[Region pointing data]
________________________________________
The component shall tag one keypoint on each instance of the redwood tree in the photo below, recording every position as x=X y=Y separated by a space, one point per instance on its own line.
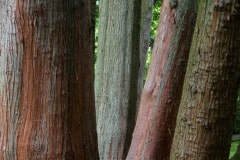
x=46 y=86
x=161 y=95
x=118 y=71
x=206 y=113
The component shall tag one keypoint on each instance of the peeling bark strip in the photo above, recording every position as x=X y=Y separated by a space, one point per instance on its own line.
x=161 y=95
x=47 y=94
x=206 y=113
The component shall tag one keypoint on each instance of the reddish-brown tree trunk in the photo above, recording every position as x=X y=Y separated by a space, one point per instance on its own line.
x=46 y=97
x=206 y=112
x=161 y=95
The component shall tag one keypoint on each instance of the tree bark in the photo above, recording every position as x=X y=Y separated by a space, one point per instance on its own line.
x=161 y=95
x=117 y=73
x=237 y=154
x=206 y=113
x=47 y=94
x=145 y=27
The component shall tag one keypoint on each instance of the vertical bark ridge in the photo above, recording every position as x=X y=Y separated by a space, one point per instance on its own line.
x=47 y=94
x=161 y=95
x=206 y=112
x=117 y=75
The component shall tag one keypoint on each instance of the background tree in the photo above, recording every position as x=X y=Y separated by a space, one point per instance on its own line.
x=206 y=113
x=46 y=87
x=162 y=92
x=119 y=65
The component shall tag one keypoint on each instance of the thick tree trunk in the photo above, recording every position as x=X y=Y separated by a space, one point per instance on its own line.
x=46 y=97
x=117 y=73
x=162 y=92
x=206 y=113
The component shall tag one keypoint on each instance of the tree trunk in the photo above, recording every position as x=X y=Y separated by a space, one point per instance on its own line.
x=161 y=95
x=46 y=97
x=117 y=73
x=145 y=27
x=237 y=154
x=206 y=113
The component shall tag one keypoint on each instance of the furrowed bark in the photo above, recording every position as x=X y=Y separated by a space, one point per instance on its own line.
x=117 y=71
x=161 y=95
x=206 y=113
x=53 y=114
x=145 y=27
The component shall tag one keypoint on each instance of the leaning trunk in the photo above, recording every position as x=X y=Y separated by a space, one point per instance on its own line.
x=46 y=97
x=161 y=95
x=206 y=113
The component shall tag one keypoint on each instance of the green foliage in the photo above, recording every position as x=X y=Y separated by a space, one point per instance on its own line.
x=153 y=31
x=155 y=19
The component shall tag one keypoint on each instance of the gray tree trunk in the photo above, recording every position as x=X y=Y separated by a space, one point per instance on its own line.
x=208 y=103
x=119 y=65
x=46 y=85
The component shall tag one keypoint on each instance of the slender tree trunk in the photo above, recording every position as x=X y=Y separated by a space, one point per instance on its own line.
x=145 y=26
x=237 y=154
x=162 y=92
x=206 y=113
x=46 y=97
x=117 y=73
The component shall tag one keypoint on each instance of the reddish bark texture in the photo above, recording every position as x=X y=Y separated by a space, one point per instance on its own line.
x=56 y=112
x=161 y=95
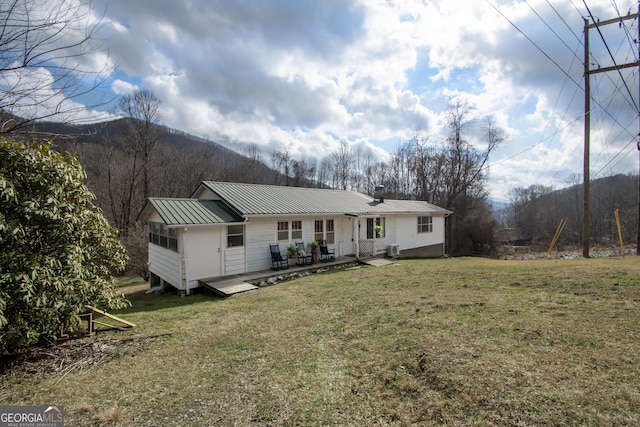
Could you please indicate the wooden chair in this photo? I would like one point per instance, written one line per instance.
(326, 254)
(303, 257)
(277, 260)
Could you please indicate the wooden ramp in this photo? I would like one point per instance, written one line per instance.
(228, 287)
(377, 262)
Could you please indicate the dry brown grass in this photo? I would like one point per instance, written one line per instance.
(421, 342)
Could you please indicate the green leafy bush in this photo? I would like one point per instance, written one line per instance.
(57, 251)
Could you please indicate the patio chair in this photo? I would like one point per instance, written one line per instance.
(303, 257)
(277, 260)
(326, 254)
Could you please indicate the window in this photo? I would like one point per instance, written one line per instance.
(375, 224)
(318, 230)
(235, 236)
(162, 236)
(283, 230)
(296, 230)
(330, 232)
(324, 230)
(425, 224)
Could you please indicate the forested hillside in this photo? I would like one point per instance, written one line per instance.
(534, 213)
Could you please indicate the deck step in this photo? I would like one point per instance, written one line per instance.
(226, 288)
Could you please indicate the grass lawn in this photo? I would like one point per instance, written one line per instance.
(471, 342)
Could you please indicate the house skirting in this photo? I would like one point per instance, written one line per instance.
(431, 251)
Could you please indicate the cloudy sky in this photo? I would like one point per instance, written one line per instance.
(308, 74)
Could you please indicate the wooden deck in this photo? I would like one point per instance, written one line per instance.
(226, 286)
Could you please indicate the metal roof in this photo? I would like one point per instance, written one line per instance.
(257, 199)
(193, 211)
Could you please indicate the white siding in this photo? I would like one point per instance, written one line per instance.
(234, 260)
(260, 232)
(166, 265)
(407, 235)
(202, 253)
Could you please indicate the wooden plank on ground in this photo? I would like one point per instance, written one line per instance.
(377, 262)
(229, 288)
(110, 316)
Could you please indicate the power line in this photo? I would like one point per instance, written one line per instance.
(611, 56)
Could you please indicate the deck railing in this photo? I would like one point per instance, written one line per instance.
(367, 248)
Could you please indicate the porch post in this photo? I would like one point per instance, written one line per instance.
(356, 235)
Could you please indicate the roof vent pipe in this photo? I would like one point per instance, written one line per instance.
(378, 193)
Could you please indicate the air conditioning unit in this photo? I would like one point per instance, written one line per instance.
(393, 250)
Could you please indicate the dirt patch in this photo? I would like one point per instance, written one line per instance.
(70, 356)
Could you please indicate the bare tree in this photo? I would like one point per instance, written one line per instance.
(46, 48)
(141, 110)
(342, 162)
(129, 155)
(282, 163)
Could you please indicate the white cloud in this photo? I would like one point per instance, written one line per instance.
(310, 74)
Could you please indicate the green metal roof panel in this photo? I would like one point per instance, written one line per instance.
(254, 199)
(193, 211)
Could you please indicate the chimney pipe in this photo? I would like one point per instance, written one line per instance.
(378, 193)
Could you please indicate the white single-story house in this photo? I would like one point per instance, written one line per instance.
(227, 228)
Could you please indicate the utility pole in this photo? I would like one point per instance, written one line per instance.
(638, 147)
(586, 234)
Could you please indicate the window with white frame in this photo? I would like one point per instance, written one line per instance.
(283, 230)
(235, 236)
(324, 230)
(375, 225)
(296, 230)
(330, 232)
(425, 224)
(161, 235)
(318, 232)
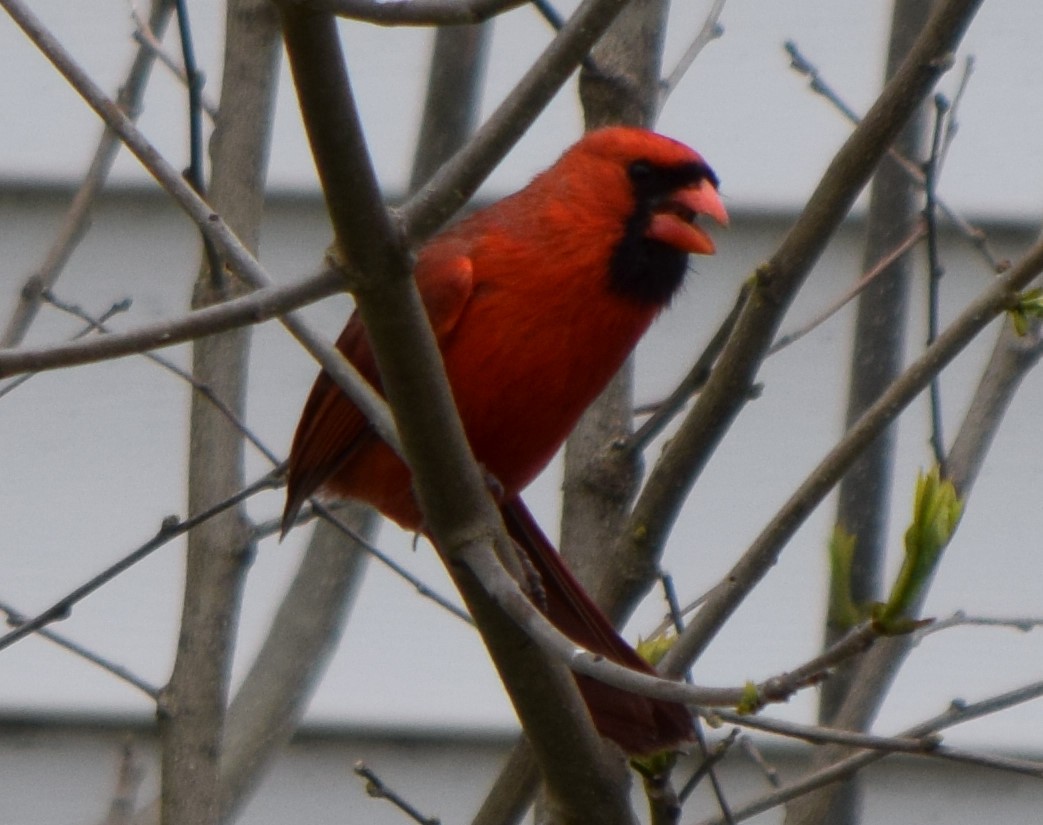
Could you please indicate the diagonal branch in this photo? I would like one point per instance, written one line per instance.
(78, 214)
(773, 288)
(458, 509)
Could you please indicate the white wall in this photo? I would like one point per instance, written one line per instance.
(93, 459)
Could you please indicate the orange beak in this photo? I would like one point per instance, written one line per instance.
(674, 221)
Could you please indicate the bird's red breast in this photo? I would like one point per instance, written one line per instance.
(535, 302)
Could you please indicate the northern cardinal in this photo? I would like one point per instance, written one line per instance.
(535, 301)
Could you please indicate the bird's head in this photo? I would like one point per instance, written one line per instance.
(660, 188)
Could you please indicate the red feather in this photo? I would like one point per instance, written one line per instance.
(535, 302)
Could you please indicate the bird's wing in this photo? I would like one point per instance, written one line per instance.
(332, 429)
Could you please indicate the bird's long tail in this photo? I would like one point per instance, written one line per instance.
________________________________________
_Exercise aim_:
Restate the entries verbatim and exclude any pictures.

_Response area_:
The component shall tag one keypoint on each instance of the redwood tree in the photo below, recording every position as x=X y=Y separated by a space, one point per instance on its own line.
x=46 y=86
x=161 y=95
x=118 y=71
x=206 y=113
The component shall tag one keypoint on each instance of the peeling bark strip in the photo above, recording every position as x=X y=Y separated by a space, one point per instance on its own line.
x=161 y=95
x=47 y=94
x=206 y=113
The component shall tag one keypoint on each instance of the reddish-brown tree trunk in the photo above, recording every position as x=X y=Y separated by a space, one point per instance on its own line.
x=46 y=97
x=206 y=112
x=161 y=95
The component shall tag one keypoint on each instance of the tree bark in the photo above, recording every position as x=X y=Y separated by a space, one point per instance on its own line.
x=161 y=95
x=117 y=73
x=237 y=154
x=206 y=113
x=47 y=94
x=145 y=27
The component shall tag one keypoint on each instance of the vertical bark ridge in the photo above, recording every position as x=X y=Y separated by a space, one point per instance on its own line.
x=47 y=94
x=161 y=95
x=206 y=112
x=117 y=75
The component shall tag one keypoint on each instance of the background tree in the photo above, recording every position as x=X y=Y separated by a space, one point per instance on its own line.
x=206 y=113
x=46 y=87
x=162 y=92
x=119 y=65
The component shall tag one keypoint on each instance of the thick tree trunk in the photo above, recording every position as x=X y=Y separated by a space, one point per instance on its own line.
x=46 y=97
x=117 y=73
x=162 y=92
x=206 y=113
The component shall tag one keypoint on each instance of the tree trunk in the photo above, recording every position as x=X y=Y separated by a space, one point per instance on its own line.
x=161 y=95
x=46 y=97
x=117 y=73
x=145 y=27
x=237 y=154
x=206 y=113
The component shall tag one keypoint on each instance of the furrowed bark in the photo above, recording every position as x=X y=Y separated by a space, one point per instance on its own line.
x=117 y=71
x=161 y=95
x=206 y=113
x=53 y=114
x=145 y=27
The component shall tag one keypoint on each instance of the leaning trunk in the photo above, recording every position as x=X y=Y separated by a space, one point per instance on its own line.
x=46 y=97
x=161 y=95
x=206 y=113
The component shall tag one keypoint on each instance of the green foliage in the photo above, recording every position as x=X y=Y separated by a space, one point per instance on its own line.
x=153 y=31
x=155 y=19
The component shall tag one keypoint on each instance of the gray tree trunk in the photo above, recording every position as x=X y=Y separated by a space, one point per instance on its own line.
x=208 y=103
x=119 y=65
x=46 y=85
The component shall tag one keypoint on each instance of the slender tree trunk in the photo above, recording every position as x=X y=Y separated by a space, one point per instance on its own line.
x=145 y=26
x=237 y=154
x=162 y=92
x=206 y=113
x=46 y=97
x=117 y=73
The component shall tag one keypoint on each instance of the reddish bark texture in the photo above, recording every position as x=X y=Y separated by a space, one point per instance on its own line.
x=56 y=112
x=161 y=95
Could you please indicate the wooden chair in this photo? I would like one point per instance, written one line per instance.
(326, 254)
(303, 257)
(277, 260)
Could you please indicate the wooden ramp in this photo? I would like one point per instance, written one line per instance.
(228, 287)
(377, 262)
Could you please indicate the dry brown grass in this photo? I would like one point per instance, written one line per instance.
(421, 342)
Could you please indicate the green leafy bush in this photo? I would like one point per instance, written one line per instance.
(57, 251)
Could you please indicate the patio chair in this photo? I would like one point per instance, written one line per instance.
(303, 257)
(277, 260)
(326, 254)
Could you please indicate the window in this photo? I would like one point per instance, written one line per instance.
(375, 224)
(318, 230)
(235, 236)
(162, 236)
(283, 230)
(296, 230)
(330, 232)
(324, 230)
(425, 224)
Could you please indicate the forested hillside in this photo? I would like one point per instance, written one line per instance.
(534, 213)
Could you please indicate the deck step in this photo? I would like one point per instance, written one line per instance.
(226, 288)
Could you please indicate the grass lawn in this photo? I would like one point per instance, written one line per instance.
(471, 342)
Could you please indicate the house skirting in this photo? I would like one point per instance, written one line per instance.
(431, 251)
Could you please indicate the cloudy sky in this photo? I would like one point per instance, written one line per instance.
(308, 74)
Could you please indicate the wooden deck in this photo? I would like one point per instance, written one line per instance.
(226, 286)
Could you please indicate the metal roof in this photo? I would like one point per instance, written one line per instance.
(257, 199)
(193, 211)
Could you please indicate the white siding in this photo? I would like one point per instance, written one line per instance.
(234, 260)
(260, 232)
(166, 265)
(407, 235)
(202, 253)
Could you please indicate the wooden plank on ground in this photo? I would like one point per instance, written one line per instance.
(377, 262)
(229, 288)
(110, 316)
Could you please indicate the power line in this photo? I would like one point per instance, written one line per instance.
(611, 56)
Could you please indicate the deck railing in this photo? I would like one point per instance, written one line per instance.
(367, 248)
Could you please indicate the porch post in this photo? I would like one point per instance, written one line per instance.
(356, 235)
Could you please indicate the roof vent pipe in this photo? I would like one point per instance, written one line per instance.
(378, 193)
Could you please indicate the air conditioning unit in this photo? I would like one point per instance, written one line per instance.
(393, 250)
Could you please indicate the dirt patch in this photo? I would like one point per instance, written one line per instance.
(70, 356)
Could you please indicate the bare tree in this photo? I would like one point per instance, written one line per instance.
(46, 48)
(141, 110)
(342, 162)
(129, 155)
(282, 163)
Could you please indicate the white cloud in this photo? I would like one point per instance, written one line per instance.
(310, 74)
Could you please indicate the green metal roof panel in this photo? I would like one point per instance, written one line per instance.
(254, 199)
(193, 211)
Could you please indicate the chimney pipe in this photo? I would like one point per instance, written one line per instance.
(378, 193)
Could you please indicate the white single-story house in this photo? I would like one point per instance, written one line per instance.
(227, 228)
Could you please indicate the utility pole in this photo? I would like one point per instance, written one line per instance.
(638, 147)
(586, 234)
Could you please indicate the window with white frame in this photo? I would like one point per instance, written one line per instance.
(283, 230)
(235, 236)
(324, 230)
(375, 225)
(296, 230)
(330, 232)
(425, 224)
(161, 235)
(318, 232)
Could you please indicate the diagonal branch in this photo? I would like one point per instance, written one line per instance.
(78, 214)
(773, 288)
(458, 509)
Could you please indicate the white wall in this photo? I would like one point per instance, written one line per instance.
(93, 459)
Could you please indicate the orange beak in this photo? I would like one point per instance, written one line per instance.
(674, 221)
Could you please indicate the bird's red breast in this photo? I would like one point per instance, written one line per instance.
(535, 302)
Could you please indicate the northern cardinal in this photo? I would like one point per instance, written one line per instance.
(535, 301)
Could you please indicate the bird's head in this photo? I would like one point per instance, written one line per instance.
(660, 188)
Could you please indicate the red feather in this photo? I would like one point per instance, written one line per instance.
(535, 302)
Could you please indicate the bird's wing in this photo? I would like one point per instance, written one line per instance.
(332, 429)
Could you please indicate the bird's long tail in this photo? I would like one point per instance, written one line per instance.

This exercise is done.